## start SUPPLIED ENTRIES
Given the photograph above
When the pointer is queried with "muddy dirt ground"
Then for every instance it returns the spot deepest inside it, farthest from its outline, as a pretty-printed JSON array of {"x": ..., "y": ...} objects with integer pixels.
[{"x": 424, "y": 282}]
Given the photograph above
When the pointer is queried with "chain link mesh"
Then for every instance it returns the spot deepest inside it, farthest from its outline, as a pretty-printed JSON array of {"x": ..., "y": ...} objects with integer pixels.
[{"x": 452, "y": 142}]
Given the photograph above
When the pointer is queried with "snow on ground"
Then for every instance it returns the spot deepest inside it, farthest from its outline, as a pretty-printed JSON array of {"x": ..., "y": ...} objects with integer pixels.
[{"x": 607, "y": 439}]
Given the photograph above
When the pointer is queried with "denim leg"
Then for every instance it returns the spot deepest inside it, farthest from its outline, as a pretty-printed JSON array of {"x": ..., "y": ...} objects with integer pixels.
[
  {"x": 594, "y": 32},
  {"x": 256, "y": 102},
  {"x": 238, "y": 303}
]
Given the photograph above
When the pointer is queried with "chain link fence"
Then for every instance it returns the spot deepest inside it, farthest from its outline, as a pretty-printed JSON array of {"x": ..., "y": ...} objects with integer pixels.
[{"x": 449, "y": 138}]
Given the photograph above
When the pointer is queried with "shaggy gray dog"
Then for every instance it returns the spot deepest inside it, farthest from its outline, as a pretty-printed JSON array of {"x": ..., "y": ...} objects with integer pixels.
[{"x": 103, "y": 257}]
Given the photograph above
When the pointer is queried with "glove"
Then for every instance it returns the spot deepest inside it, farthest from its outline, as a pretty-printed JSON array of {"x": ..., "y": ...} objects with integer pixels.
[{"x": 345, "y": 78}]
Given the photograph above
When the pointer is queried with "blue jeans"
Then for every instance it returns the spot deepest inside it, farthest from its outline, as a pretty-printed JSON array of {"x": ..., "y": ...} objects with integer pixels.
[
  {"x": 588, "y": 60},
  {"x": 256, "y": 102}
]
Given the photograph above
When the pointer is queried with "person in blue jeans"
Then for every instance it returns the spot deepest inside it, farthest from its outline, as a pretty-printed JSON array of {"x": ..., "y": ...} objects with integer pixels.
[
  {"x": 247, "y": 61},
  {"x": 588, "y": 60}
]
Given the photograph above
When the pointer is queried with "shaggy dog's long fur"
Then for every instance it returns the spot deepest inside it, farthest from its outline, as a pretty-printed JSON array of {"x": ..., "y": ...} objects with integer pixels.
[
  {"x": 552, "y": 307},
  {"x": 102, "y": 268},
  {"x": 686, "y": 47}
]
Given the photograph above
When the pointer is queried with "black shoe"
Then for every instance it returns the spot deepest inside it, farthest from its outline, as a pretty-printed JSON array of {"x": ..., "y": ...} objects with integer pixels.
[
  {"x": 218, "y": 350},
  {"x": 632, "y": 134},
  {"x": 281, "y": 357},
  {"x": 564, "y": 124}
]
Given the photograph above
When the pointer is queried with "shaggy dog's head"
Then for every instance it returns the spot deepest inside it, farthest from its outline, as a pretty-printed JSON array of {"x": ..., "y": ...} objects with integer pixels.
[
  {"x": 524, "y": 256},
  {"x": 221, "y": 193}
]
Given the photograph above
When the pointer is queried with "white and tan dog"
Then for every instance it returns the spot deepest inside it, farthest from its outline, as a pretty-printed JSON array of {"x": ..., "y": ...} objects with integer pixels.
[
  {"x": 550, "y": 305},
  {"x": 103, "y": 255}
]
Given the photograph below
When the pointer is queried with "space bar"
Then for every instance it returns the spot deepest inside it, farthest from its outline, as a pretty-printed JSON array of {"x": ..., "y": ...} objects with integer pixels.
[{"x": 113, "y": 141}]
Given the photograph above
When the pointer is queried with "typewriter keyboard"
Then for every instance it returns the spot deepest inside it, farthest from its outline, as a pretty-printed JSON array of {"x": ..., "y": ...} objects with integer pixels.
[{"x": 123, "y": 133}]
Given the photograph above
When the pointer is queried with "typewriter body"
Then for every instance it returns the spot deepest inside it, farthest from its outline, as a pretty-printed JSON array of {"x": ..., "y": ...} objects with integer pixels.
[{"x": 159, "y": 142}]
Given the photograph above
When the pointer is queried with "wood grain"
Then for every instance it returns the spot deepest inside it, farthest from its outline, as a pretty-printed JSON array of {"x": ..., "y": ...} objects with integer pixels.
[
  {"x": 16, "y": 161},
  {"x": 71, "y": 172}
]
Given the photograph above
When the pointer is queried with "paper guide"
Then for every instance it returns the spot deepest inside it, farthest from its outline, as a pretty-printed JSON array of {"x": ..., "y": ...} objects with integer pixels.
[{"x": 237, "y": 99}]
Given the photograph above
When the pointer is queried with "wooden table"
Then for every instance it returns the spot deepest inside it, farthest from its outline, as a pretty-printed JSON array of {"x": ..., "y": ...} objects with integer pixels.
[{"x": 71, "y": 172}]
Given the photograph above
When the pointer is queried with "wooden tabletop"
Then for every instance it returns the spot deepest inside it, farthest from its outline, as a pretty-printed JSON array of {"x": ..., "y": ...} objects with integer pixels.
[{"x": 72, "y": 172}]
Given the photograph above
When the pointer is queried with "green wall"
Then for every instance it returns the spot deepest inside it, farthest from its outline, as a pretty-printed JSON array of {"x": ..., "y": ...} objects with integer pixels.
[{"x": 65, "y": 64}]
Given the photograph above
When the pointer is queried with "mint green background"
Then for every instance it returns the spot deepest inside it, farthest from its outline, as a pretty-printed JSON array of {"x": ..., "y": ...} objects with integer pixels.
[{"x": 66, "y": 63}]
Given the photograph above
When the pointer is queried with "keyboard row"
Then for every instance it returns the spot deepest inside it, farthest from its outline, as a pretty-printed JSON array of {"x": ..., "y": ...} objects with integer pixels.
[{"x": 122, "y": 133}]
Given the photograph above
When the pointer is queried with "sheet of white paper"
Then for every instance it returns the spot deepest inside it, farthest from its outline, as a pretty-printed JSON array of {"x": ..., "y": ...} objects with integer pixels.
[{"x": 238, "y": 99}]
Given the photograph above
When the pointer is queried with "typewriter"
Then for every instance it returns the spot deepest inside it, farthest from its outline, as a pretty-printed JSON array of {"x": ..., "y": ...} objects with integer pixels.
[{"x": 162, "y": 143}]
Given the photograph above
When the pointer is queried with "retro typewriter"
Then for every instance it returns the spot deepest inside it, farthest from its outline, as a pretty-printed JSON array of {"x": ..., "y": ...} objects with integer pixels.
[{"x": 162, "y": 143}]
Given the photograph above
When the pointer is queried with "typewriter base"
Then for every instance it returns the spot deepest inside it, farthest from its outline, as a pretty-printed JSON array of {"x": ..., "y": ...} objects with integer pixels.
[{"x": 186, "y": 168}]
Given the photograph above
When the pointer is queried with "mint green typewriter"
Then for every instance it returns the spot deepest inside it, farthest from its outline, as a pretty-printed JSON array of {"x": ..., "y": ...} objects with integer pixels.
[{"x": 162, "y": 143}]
## end SUPPLIED ENTRIES
■ YOUR OBJECTIVE ■
Every line of the material must be returned exactly as it appears.

■ RESPONSE ■
Given the photograph above
When the pointer is queried with "muddy dirt ground"
Then for every instance it returns the spot deepest inside it, farthest from its outline, as a pretty-printed JSON array of {"x": ..., "y": ...} objects with integer pixels.
[{"x": 424, "y": 282}]
Given the photograph above
When the pointer is queried with "chain link mesh"
Then for every instance it returns the spot deepest inside it, farthest from its outline, as a pretty-printed JSON array of {"x": ..., "y": ...} objects with integer pixels.
[{"x": 452, "y": 142}]
Given the photograph above
When the pointer is queried with "snow on ground"
Then for every instance it returns the spot deepest inside it, farthest from its outline, as a pretty-printed JSON array of {"x": ..., "y": ...} objects with integer pixels.
[{"x": 607, "y": 439}]
Given the photograph above
When the pointer is queried with "denim leg"
Then for every instance it returns the spot deepest inside it, farthest from its outline, as a pretty-printed JSON array of {"x": ..., "y": ...} objects with integer pixels.
[
  {"x": 594, "y": 32},
  {"x": 256, "y": 102},
  {"x": 238, "y": 303}
]
Given the photograph above
When the pointer is queried with "chain link fence"
Then for every instance it returns the spot deepest inside it, farthest from its outline, as a pretty-printed JSON array of {"x": ..., "y": ...} objects with integer pixels.
[{"x": 449, "y": 138}]
Given the photograph above
When the pointer is queried with "shaggy gray dog"
Then for every instance it returns the spot deepest inside it, farthest from its outline, as a pretty-printed JSON array of {"x": ..., "y": ...} objects with integer pixels.
[{"x": 103, "y": 257}]
Given the photograph above
When the pointer is queried with "glove"
Then for every instance it returns the spot deepest inside it, farthest from its outline, as a pretty-printed JSON array of {"x": ..., "y": ...} objects with integer pixels.
[{"x": 345, "y": 78}]
Given the photograph above
When the pointer is queried with "blue jeans"
Then for every instance it returns the spot deepest inside it, farthest from its outline, as a pretty-printed JSON array of {"x": ..., "y": ...} objects with integer pixels.
[
  {"x": 588, "y": 60},
  {"x": 256, "y": 102}
]
Given the photograph above
When the pointer is queried with "person in blue jeans"
Then for every instance it returns the spot deepest inside it, farthest from its outline, as a pretty-printed JSON array of {"x": ..., "y": ...} objects with integer pixels.
[
  {"x": 247, "y": 61},
  {"x": 588, "y": 60}
]
Given the photograph above
When the pointer is queried with "shaggy dog's long fur"
Then for every instance it returns the spot deepest inside it, farthest from its outline, as a pretty-printed JSON array of {"x": ..., "y": ...} objects with integer pixels.
[
  {"x": 552, "y": 307},
  {"x": 102, "y": 268},
  {"x": 686, "y": 47}
]
Given the photograph above
When the pointer is queried with "black shoe"
Then for every instance it returns the spot deepest inside it, farthest from its outline, as a pretty-printed JSON array of {"x": ..., "y": ...} objects with integer pixels.
[
  {"x": 218, "y": 350},
  {"x": 632, "y": 134},
  {"x": 281, "y": 357},
  {"x": 564, "y": 124}
]
Given the photograph above
When the pointer is queried with "shaggy dog's head"
Then for every instance it returns the spot deepest inside it, farthest from its outline, as a pretty-printed JSON array of {"x": ..., "y": ...} objects with integer pixels.
[
  {"x": 524, "y": 256},
  {"x": 221, "y": 193}
]
Given the photograph above
When the pointer is queried with "white and tan dog"
Then for every instance it returns the spot deepest inside it, farthest from its outline, as a pretty-printed JSON array of {"x": ..., "y": ...} objects with integer pixels.
[
  {"x": 550, "y": 305},
  {"x": 103, "y": 255}
]
Given the photograph below
When the pointer is queried with "space bar"
Then for every instance it returns the spot deepest inside it, farthest from its outline, as a pretty-printed JSON array of {"x": ..., "y": ...} objects with integer pixels.
[{"x": 113, "y": 141}]
Given the photograph above
When the pointer is queried with "typewriter keyboard"
Then for every instance it returns the spot deepest inside it, farthest from its outline, as a pretty-printed JSON array of {"x": ..., "y": ...} objects with integer pixels.
[{"x": 123, "y": 133}]
Given the photograph above
When the pointer is queried with "typewriter body"
Then for every instance it returns the spot deepest inside it, farthest from its outline, as a pretty-printed JSON array of {"x": ..., "y": ...} objects with integer pixels.
[{"x": 159, "y": 142}]
Given the photograph above
When the pointer is queried with "wood grain"
Then for every instance it returns the spot deepest inside it, farthest from its outline, as a pretty-printed JSON array of {"x": ..., "y": ...} objects with integer pixels.
[
  {"x": 16, "y": 161},
  {"x": 71, "y": 172}
]
Given the photograph above
When the pointer is queried with "paper guide"
Then for every instance it returns the spot deepest inside it, farthest from its outline, as a pretty-printed JSON array of {"x": ..., "y": ...} objects with integer pixels.
[{"x": 237, "y": 99}]
Given the photograph above
When the pointer is queried with "wooden table"
Then for every instance it returns the spot deepest inside it, farthest from its outline, as a pretty-printed JSON array of {"x": ..., "y": ...} objects with integer pixels.
[{"x": 71, "y": 172}]
Given the photograph above
When the pointer is queried with "wooden tabletop"
Then for every instance it returns the spot deepest inside it, farthest from its outline, as a pretty-printed JSON array of {"x": ..., "y": ...} objects with integer pixels.
[{"x": 72, "y": 172}]
Given the photograph above
When the pointer is queried with "green wall"
Then for every instance it returns the spot deepest inside it, farthest from its outline, as a pretty-printed JSON array of {"x": ..., "y": ...} objects with integer pixels.
[{"x": 65, "y": 64}]
Given the photograph above
When the pointer is queried with "mint green background"
Then for every instance it returns the spot deepest inside it, farthest from its outline, as a pretty-printed JSON array of {"x": ..., "y": ...} objects with integer pixels.
[{"x": 66, "y": 63}]
Given the photograph above
When the pointer is queried with "keyboard row"
Then for every instance it returns the spot deepest inside it, farthest from its outline, as a pretty-printed JSON array of {"x": ..., "y": ...} objects with integer pixels.
[{"x": 122, "y": 133}]
Given the photograph above
When the pointer is queried with "sheet of white paper"
Then for every instance it returns the spot deepest inside it, farthest from its outline, as a pretty-printed JSON array of {"x": ..., "y": ...} objects with integer pixels.
[{"x": 238, "y": 99}]
Given the photograph above
When the pointer is queried with "typewriter"
Then for every instance it returns the spot deepest inside it, farthest from its outline, as a pretty-printed JSON array of {"x": ..., "y": ...} objects with integer pixels.
[{"x": 162, "y": 143}]
Given the photograph above
When the pointer is queried with "retro typewriter"
Then for every instance it returns the spot deepest inside it, farthest from its outline, as a pretty-printed JSON array of {"x": ..., "y": ...} objects with integer pixels.
[{"x": 162, "y": 143}]
Given the photograph above
When the pointer is queried with "typewriter base"
Then for every instance it returns the spot deepest inside it, farthest from its outline, as a pretty-printed JSON array of {"x": ..., "y": ...} objects with integer pixels.
[{"x": 186, "y": 168}]
Given the photograph above
When the pointer is queried with "mint green typewriter"
Then for every instance it returns the spot deepest inside it, farthest from its outline, as a pretty-printed JSON array of {"x": ..., "y": ...} objects with integer pixels.
[{"x": 162, "y": 143}]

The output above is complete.